Rewrite the lines from the one containing "the man's hand" through the end, inclusive, replacing "pixel coordinates" with "x and y values" and changing nothing else. Give back only those lines.

============

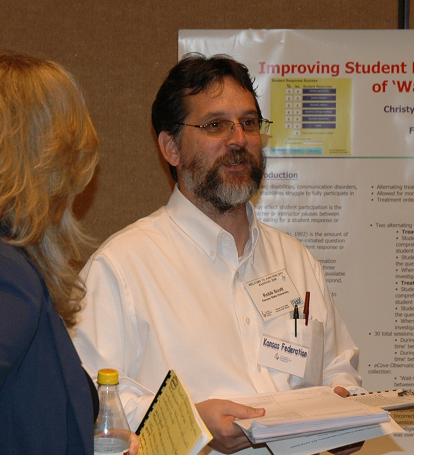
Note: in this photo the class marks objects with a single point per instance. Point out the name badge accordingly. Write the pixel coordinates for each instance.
(283, 356)
(273, 294)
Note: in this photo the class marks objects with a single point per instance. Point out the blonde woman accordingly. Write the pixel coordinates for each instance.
(48, 153)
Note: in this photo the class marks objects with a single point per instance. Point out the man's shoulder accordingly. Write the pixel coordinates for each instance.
(137, 234)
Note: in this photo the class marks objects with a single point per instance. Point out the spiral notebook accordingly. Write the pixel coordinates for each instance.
(172, 425)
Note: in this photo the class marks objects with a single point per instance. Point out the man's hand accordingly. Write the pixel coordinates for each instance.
(219, 416)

============

Full response:
Note: in this photo the class marks objects with a single point per instance. Point out the man's hand accordingly. Write the x and y values for each instance.
(219, 416)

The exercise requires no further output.